_KURZE AUFGABE 1_.
Beantworte zur Musikkolumne:
(a) An welchem Wochentag erscheint die Filter-Kolumne?
(b) Auf welchem Label ist „Drunk“ erschienen?
(c) Wie viele Songs enthält „Drunk“?
_KURZE AUFGABE 2_.
Ändere in der Musikkolumne alles von „Drei Alben, drei“ bis hinunter zu „kurzweiliger Zeitvertreib ist.“, indem du „Redaktion“ durch „Musikredaktion“ ersetzt, und gib diesen Abschnitt wieder.

**** TEXTAUSZUG ****

Drei Alben, drei Tipps, drei Meinungen. In unserer samstäglichen Filter-Kolumne wirft die Redaktion Musik in die Runde, die erwähnenswert ist. Weil sie neu ist, plötzlich wieder relevant, gerade entdeckt oder nie vergessen. Und im Zweifelsfall einfach ein kurzweiliger Zeitvertreib ist.
Thundercat – Drunk
Ji-Hun: Bassisten, die zugleich Rampensau sind, gibt es selten in der Popmusik. Ja gut, die klassischen bekannten Ausnahmen: Kim Gordon (Sonic Youth), Paul McCartney, Sting (The Police), Jack Bruce (Cream), Les Claypool (Primus), aber eigentlich sind gute Bassisten jene Musiker, die einen Background perfektionieren. Stephen Bruner aka Thundercat kann beides. Er ist ein angesehener Studiomusiker. Hat für Kendrick Lamar, Erykah Badu, Suicidal Tendencies, John Legend, Snoop Dogg und Kamasi Washington Bass gespielt und nun sein drittes Album als Thundercat auf Brainfeeder veröffentlicht. Jenem Label von Flying Lotus, das es wohl als einziges Label in den vergangenen Jahren so schnell von linksfeldiger Beat Science im Underground zum absoluten Feuilleton-Liebling geschafft hat. Und auch „Drunk“ ist ein groß angelegtes Projekt. 23 Songs, Features von Pharrell, Wiz Khalifa, Kamasi Washington, Kendrick Lamar und Flying Lotus. Diese wären ja noch vorhersagbar gewesen, speziell sind aber die Gastauftritte von Michael McDonald und Kenny Loggins. Jene 80er Highschool-Movie-Soundtrack-Helden mit fescher Yachtfrisur, die heute eher mit einem Lächeln geschätzt werden. Aber gerade Kenny Loggins ist für Bruner ein großer Einfluss. Eine interessante und ertragreiche Zusammenkunft, die dem Album seinen ganz speziellen Charme schenkt. Es klingt wie die oft zitierte Zeitreise in die Vergangenheit, nur dass die Zeitmaschine versehentlich in der Gegenwart steckenbleibt und permanent Fehlermeldungen ausspuckt. „Drunk“ ist in der Tat ein Highlight des noch jungen Popjahrs. Die besten 80er, die es für 2017 geben kann. Epochal musikalisch, zum Platzen lasziv-funky und vielleicht sogar eine neue Blaupause für Black Music. Findet Ihr nicht auch, dass Bruner auf dem Cover wie Miles Davis aussieht?

**** BEREITGESTELLTE DATENSÄTZE ****

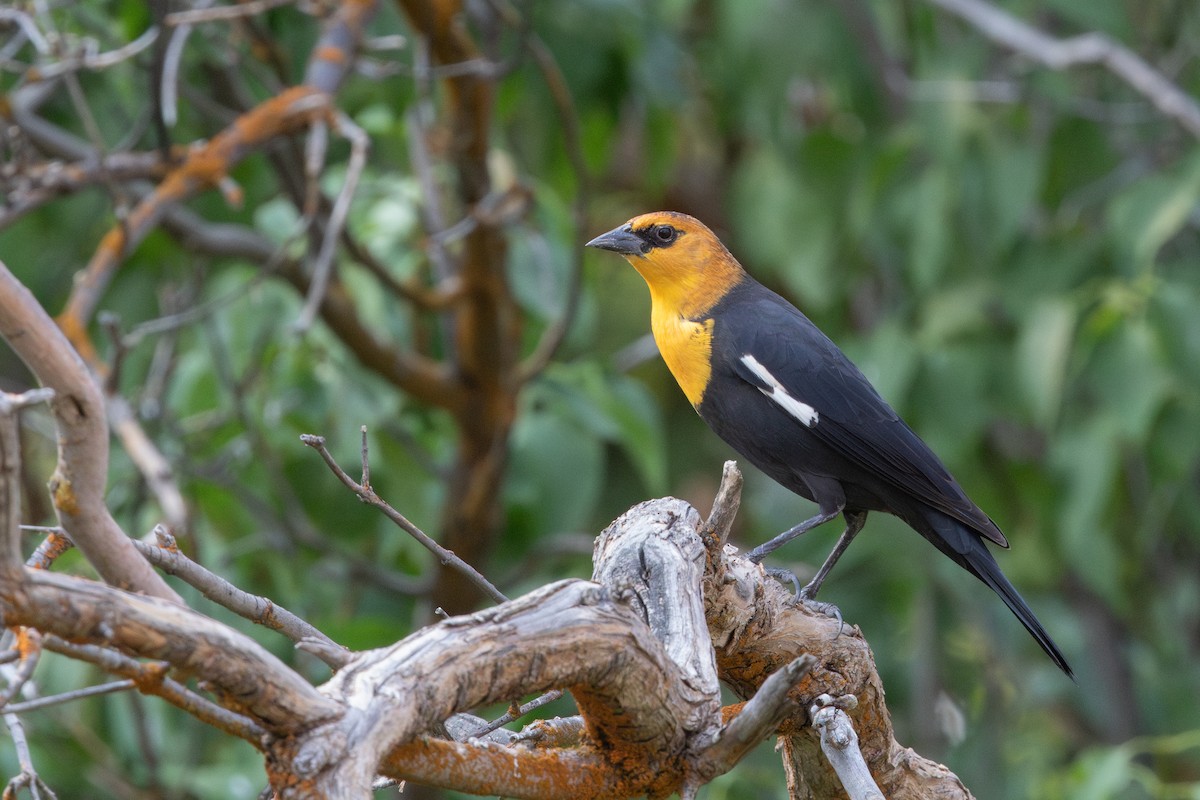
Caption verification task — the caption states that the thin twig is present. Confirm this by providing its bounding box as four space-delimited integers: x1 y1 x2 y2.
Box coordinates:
809 694 886 800
463 688 563 740
5 678 137 714
166 0 296 28
300 433 508 603
133 525 350 669
929 0 1200 138
42 636 266 746
2 714 58 800
294 112 371 332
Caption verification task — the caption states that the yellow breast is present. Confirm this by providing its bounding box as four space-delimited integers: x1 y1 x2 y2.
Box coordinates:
650 303 713 409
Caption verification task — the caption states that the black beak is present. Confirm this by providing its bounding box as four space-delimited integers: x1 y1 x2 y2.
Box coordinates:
586 224 647 255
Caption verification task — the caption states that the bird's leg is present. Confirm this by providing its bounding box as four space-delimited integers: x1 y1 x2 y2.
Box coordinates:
798 511 866 601
746 506 844 563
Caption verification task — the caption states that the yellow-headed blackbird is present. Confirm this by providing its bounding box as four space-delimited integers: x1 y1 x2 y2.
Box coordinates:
588 211 1072 675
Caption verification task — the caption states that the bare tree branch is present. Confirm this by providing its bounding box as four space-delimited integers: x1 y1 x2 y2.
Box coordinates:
0 263 182 603
929 0 1200 138
133 525 349 669
300 429 508 603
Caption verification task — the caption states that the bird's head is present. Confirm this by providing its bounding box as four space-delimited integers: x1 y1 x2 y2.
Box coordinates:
587 211 745 317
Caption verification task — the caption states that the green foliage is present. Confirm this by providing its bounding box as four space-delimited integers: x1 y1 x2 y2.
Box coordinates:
0 0 1200 800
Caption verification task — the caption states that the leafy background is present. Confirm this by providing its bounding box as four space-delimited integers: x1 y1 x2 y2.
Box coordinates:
0 0 1200 799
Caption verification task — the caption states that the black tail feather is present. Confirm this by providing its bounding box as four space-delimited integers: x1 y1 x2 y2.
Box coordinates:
961 542 1075 680
907 507 1075 680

****

_RICHTIGE AUSGABE 1_.
(a) Samstags
(b) Brainfeeder
(c) 23

_RICHTIGE AUSGABE 2_.
Drei Alben, drei Tipps, drei Meinungen. In unserer samstäglichen Filter-Kolumne wirft die Musikredaktion Musik in die Runde, die erwähnenswert ist. Weil sie neu ist, plötzlich wieder relevant, gerade entdeckt oder nie vergessen. Und im Zweifelsfall einfach ein kurzweiliger Zeitvertreib ist.